**Task details:**
According to the interview on biophysics, what share of the oxygen we breathe is generated by algae?
Top of Document passage
Your research field – biophysics – combines biology and physics. Is your field new, or has it changed?
“The field of biophysics, in general, itself is not new – though the questions we are starting to ask are.
"We now have access to techniques that allow us unprecedented insights into the living world, in real time, from single cells to multicellular organisms. We have better imaging and image analysis techniques, high-end computing platforms, and a cross-disciplinary mindset that allow us to study processes not only in detail and overlong timescales, but crucially, in a quantitative multi-pronged manner.”
How do you combine biology and physics?
“As a physicist, you are used to number crunching whenever you have access to data. When you have the numbers, you can start to see patterns in a quantitative way, and propose a framework that could explain the pattern. I would say this approach when applied to study living systems is what biophysics is all about."
"The beauty of the approach is that you can test your framework against your working hypothesis: if this fits – EUREKA! And if not, we can still revise the framework iteratively, till we reach a reasonable, if not complete agreement with the experimental data that could explain the observed patterns.
“Traditionally, biology takes a more empirical approach, in the sense that you have a phenomenon, you observe trends and patterns, and you leave it there. As biophysicists, we not only extract those trends and patterns, but we also try to use that to model the system, so that we can hypothesise future events, and predict future scenarios and then test our model against experiments that simulate these future scenarios. This iterative approach, in the longer run, should help us uncover principles underpinning biological processes and systems."
“What is also important is the effect of any change in the parameter or the environment of the system. How would the system respond and adjust its behaviour?
"That’s where biophysics comes in: we can look for and use principles from physics to develop working models, and propose improvements to existing ones."
"We can change the variables in the model and then get a first insight about how the system could respond, and follow it up through experimental validation. This way we get an iterative view, which over multiple sequences help to adapt both the modelling and experimental protocols, ultimately giving us a better grasp on the behaviour of the system.”
“In short, we study living matter systems: we extract multi-dimensional data using high resolution visualisation techniques and map them to microbiological and molecular readouts. Once we have this holistic information, we are in a robust position to fully understand the system at hand."
What kind of questions do you ask?
“The questions or the problems we deal in our lab all are, in general, at least in part motivated by the changes in our environment and their impact on microorganisms and their consortia. On the one hand these could be climatic shifts that we are all growingly concerned about, and on the other, could be due to changes in our lifestyles that could restructure microbiome associated with different organs."
"We generally see impacts on a larger scale, but what we often end up neglecting and ignoring is the consequence of these changes on some of the tiniest organisms at the base of our ecosystem. These organisms, including bacteria and algae, are not visible to the naked eye, yet they play crucial roles in regulating and holding our ecosystem in a balanced state."
"Algae, for example, are photosynthetic microorganisms which process sunlight to generate 50% of the oxygen we breathe, and in doing so, absorb enormous volumes of atmospheric carbon dioxide."
“Climate change, which can e.g. be due to changes in the temperature, or light conditions, have cascading impacts. Take for example the bush fire in Australia at the beginning of this year: It drove many species from their natural habitats, restructuring the ecological networks formed by those species. A similar scenario plays out if you scale things down to the dimension of the microorganisms."
Bottom of Document passage
Top of Provided information
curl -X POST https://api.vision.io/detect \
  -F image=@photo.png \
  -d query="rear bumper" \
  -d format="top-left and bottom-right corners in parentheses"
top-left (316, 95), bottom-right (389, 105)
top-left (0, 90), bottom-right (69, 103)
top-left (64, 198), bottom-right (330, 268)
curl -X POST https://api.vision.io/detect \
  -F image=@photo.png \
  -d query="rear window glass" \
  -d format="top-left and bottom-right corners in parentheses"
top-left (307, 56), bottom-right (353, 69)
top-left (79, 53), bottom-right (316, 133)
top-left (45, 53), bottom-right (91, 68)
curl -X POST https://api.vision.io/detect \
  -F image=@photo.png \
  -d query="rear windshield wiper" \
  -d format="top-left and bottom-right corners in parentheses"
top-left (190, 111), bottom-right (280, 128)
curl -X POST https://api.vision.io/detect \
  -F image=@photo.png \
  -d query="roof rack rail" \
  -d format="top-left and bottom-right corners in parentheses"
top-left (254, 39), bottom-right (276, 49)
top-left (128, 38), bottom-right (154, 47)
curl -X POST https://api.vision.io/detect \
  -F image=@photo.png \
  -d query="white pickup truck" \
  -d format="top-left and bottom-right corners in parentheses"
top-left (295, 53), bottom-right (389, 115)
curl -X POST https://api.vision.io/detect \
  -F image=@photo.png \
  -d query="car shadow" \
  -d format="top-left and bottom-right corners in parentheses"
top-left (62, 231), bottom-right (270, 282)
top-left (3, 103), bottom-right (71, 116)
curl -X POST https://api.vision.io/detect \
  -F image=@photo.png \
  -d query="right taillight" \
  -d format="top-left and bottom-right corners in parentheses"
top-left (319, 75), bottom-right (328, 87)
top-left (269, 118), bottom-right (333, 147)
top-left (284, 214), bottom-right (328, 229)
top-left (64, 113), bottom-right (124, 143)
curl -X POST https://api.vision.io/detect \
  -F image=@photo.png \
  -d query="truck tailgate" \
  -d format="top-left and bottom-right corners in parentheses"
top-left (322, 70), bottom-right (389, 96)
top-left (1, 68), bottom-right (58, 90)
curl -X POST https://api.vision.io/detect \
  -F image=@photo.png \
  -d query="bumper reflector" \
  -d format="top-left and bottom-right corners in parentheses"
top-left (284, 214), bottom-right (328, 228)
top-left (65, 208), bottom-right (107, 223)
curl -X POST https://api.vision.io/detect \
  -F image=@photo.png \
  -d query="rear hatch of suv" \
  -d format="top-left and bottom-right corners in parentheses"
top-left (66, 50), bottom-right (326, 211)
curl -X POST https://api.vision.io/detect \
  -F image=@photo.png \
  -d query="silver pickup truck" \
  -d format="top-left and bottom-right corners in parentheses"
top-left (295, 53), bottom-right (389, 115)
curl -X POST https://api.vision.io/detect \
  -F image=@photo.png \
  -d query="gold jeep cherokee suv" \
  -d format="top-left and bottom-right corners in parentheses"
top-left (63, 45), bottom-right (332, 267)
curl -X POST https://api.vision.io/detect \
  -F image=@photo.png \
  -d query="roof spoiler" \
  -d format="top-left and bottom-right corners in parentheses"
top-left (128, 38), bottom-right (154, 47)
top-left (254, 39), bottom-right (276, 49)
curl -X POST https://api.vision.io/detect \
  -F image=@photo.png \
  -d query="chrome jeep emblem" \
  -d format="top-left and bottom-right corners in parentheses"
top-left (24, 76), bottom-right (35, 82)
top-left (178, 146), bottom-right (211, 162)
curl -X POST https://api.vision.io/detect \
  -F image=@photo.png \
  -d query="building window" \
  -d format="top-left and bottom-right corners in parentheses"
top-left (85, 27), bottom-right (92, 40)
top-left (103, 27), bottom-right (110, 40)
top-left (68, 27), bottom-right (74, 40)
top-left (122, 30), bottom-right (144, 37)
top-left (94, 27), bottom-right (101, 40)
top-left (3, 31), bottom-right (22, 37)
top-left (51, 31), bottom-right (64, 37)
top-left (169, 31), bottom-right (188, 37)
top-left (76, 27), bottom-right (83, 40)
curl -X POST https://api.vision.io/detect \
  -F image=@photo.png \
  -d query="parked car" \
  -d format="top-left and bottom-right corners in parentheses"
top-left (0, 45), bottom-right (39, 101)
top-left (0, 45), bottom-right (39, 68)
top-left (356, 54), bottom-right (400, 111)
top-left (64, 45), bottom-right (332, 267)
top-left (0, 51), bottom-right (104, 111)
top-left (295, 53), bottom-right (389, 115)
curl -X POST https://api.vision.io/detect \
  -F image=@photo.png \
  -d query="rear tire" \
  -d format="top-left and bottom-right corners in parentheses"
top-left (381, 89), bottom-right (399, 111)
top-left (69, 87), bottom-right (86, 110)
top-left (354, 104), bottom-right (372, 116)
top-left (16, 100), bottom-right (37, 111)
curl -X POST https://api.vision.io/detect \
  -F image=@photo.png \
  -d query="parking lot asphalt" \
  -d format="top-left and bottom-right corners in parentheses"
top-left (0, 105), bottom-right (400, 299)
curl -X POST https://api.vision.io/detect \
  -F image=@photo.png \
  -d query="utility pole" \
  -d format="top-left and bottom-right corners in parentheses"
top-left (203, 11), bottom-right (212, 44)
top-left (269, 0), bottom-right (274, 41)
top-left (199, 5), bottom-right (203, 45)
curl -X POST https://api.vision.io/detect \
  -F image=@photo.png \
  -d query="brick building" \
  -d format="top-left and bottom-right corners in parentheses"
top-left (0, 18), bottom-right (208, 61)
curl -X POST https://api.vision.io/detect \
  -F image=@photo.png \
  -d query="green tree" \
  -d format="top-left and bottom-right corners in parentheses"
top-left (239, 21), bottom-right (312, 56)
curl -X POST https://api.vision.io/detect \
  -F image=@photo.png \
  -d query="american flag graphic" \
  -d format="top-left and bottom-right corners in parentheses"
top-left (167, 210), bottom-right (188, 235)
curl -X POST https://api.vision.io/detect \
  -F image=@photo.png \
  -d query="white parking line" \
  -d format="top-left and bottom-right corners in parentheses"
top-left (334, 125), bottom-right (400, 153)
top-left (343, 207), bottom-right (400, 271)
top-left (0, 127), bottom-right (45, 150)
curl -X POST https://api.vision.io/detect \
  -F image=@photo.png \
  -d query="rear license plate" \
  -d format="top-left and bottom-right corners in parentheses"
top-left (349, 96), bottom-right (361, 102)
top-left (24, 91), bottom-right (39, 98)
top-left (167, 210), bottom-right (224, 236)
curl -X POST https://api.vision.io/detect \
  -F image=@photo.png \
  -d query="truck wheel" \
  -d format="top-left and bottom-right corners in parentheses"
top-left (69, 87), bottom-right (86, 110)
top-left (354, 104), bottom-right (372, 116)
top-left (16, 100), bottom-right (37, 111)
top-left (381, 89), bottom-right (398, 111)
Bottom of Provided information
**Response:**
50%